Companhias aéreas brasileiras crescem, mas não absorvem espaço deixado pela Varig
O balanço de 2006 foi bastante favorável para a maioria das vinte companhias aéreas brasileiras. Pelo menos no que diz respeito ao aumento do número de passageiros por quilômetros pagos transportados em relação a 2005. Entre as de pequeno e médio porte, as que mais cresceram foram a Oceanair, com 429,4% de aumento, a Webjet – que começou a operar em abril de 2005 –, com 196,5%, e a Passaredo, com 109,1%. Embora as duas maiores companhias do mercado, a Tam e a Gol, também tenham crescido, o balanço geral das empresas foi positivo apenas nos vôos domésticos. Nos vôos internacionais, apesar do crescimento de 41,2% da Tam e do extraordinário salto de 141,1% da Gol, o somatório das empresas brasileiras não foi suficiente para absorver a queda de 54,8% do número de passageiros por quilômetros pagos transportados pela Varig antes do encerramento de suas operações, em dezembro de 2006, com a criação da nova companhia Varig Linhas Aéreas. Fonte: Agência Nacional de Aviação Civil.

Dados de marcação de pontos:
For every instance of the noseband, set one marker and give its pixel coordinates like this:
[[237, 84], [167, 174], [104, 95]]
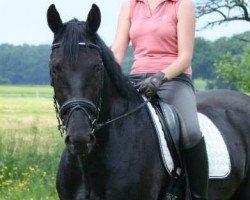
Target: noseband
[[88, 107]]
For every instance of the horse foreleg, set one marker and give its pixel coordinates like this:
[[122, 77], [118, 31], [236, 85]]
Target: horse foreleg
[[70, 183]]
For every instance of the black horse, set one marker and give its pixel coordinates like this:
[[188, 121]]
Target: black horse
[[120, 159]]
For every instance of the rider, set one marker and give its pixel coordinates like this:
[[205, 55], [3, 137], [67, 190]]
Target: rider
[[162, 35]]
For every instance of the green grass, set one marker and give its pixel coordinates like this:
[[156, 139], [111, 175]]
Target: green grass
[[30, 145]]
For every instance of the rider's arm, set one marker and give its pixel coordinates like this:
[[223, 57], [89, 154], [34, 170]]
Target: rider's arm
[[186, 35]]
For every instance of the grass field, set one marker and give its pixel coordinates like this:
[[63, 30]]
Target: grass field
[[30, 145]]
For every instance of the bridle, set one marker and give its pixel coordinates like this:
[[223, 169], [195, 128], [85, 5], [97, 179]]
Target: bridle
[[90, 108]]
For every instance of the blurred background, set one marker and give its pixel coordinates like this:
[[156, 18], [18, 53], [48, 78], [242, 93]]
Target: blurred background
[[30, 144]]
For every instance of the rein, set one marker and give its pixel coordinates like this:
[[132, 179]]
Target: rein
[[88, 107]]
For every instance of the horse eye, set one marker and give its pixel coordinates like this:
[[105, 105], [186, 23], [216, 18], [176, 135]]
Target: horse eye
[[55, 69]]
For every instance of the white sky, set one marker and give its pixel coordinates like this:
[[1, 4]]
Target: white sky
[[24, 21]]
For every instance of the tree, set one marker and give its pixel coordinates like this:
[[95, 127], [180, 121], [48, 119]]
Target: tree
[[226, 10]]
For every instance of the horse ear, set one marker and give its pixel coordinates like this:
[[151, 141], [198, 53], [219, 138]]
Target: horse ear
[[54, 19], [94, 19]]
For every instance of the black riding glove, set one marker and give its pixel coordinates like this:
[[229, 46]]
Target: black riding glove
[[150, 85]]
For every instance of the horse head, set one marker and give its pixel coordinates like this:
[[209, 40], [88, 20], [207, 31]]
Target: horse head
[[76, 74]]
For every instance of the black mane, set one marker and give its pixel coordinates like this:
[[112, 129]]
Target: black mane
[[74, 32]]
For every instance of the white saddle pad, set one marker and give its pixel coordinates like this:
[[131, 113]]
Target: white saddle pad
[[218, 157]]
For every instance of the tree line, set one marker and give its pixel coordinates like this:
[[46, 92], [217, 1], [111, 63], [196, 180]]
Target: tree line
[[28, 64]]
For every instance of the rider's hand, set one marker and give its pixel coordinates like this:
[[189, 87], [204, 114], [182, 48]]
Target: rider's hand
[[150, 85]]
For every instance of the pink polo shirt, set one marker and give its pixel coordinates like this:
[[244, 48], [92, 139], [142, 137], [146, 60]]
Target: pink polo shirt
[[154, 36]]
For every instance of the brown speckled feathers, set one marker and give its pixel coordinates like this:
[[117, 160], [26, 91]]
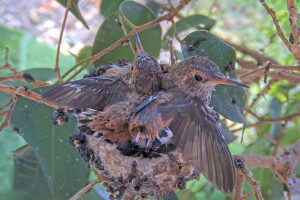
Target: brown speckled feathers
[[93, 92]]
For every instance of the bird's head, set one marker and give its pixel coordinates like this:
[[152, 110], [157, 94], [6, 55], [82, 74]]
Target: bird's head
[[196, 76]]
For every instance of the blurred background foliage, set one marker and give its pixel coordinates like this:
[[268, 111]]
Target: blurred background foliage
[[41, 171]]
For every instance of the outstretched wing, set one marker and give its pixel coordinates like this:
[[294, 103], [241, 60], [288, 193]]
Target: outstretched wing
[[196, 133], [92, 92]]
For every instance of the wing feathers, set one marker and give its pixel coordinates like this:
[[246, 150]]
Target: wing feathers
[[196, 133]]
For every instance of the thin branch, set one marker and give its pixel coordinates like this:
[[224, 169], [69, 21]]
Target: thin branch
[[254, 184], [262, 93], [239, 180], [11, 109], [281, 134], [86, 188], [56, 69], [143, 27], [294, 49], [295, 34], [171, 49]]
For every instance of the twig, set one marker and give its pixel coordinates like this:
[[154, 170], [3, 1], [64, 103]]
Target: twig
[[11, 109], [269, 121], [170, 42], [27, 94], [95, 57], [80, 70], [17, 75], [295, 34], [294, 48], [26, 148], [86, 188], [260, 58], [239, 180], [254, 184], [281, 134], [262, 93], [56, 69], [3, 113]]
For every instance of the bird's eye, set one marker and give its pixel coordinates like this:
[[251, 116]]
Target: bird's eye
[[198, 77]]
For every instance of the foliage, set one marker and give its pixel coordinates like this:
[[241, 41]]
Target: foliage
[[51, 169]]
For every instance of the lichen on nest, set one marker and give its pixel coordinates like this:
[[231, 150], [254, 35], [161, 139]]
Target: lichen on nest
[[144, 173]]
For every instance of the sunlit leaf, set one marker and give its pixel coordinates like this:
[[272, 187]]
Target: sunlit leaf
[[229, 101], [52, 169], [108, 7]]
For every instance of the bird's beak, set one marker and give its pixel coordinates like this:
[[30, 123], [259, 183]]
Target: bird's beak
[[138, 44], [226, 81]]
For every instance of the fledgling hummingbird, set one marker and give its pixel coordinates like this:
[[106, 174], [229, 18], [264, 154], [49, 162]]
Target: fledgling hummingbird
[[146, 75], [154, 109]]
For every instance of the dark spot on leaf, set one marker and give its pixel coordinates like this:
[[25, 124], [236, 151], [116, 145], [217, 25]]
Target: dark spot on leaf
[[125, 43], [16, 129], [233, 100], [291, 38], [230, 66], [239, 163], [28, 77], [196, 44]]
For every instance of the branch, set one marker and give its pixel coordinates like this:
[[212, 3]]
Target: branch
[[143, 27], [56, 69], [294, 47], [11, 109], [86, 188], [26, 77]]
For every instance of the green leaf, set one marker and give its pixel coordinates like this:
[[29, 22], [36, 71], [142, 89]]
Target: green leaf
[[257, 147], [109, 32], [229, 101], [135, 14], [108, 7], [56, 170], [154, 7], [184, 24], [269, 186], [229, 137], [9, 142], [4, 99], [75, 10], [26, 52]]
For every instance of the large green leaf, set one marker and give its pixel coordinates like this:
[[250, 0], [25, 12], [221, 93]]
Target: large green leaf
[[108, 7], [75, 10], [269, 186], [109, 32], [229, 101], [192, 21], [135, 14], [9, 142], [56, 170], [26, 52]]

Tarefa 1: Diga se cada afirmação abaixo está de acordo com o texto sobre as companhias aéreas brasileiras. Responda sim ou não e cite as palavras do texto que decidem. (a) A Oceanair teve aumento de 429,4%. (b) A Webjet começou a operar em abril de 2006. (c) O balanço geral das empresas foi positivo também nos vôos internacionais.
Tarefa 2: Continue o texto sobre as companhias aéreas brasileiras a partir do ponto em que ele termina.

Resposta 1:
(a) Sim: "a Oceanair, com 429,4% de aumento".
(b) Não: "que começou a operar em abril de 2005".
(c) Não: "o balanço geral das empresas foi positivo apenas nos vôos domésticos".

Resposta 2:
"A saída da Varig da maior parte das rotas internacionais foi suprida de modo muito deficiente pelas demais empresas", diz Cristiano Monteiro, da Universidade Federal Fluminense (UFF), que estudou a trajetória da Varig em seu mestrado e o setor de aviação comercial em seu doutorado. A participação nos vôos internacionais da Tam e da Gol, juntas, aumentou 28,29%, acima da redução da fatia da Varig (27,06%). Mas a maioria dos destinos fora do país antes supridos pela Varig agora estão sendo atendidos apenas por companhias estrangeiras. "A Varig chegou a voar para mais de 40 cidades do exterior, tinha vôos para a África e a Ásia. Muito antes de parar, ela já havia abandonado várias dessas rotas. Hoje, as empresas brasileiras voam para apenas sete destinos internacionais de longo alcance, muito pouco para um país com a projeção internacional que o Brasil tem", avalia Monteiro. Segundo ele, a portuguesa Tap tem seis ou mais aviões saindo diariamente de Portugal para diferentes cidades brasileiras, a alemã Lufthansa e a Air France têm cada uma dois vôos diários para o Brasil, e quatro empresas norte-americanas voam regularmente para cá. "São passageiros que poderiam estar voando em empresas brasileiras, mas não estão", completa.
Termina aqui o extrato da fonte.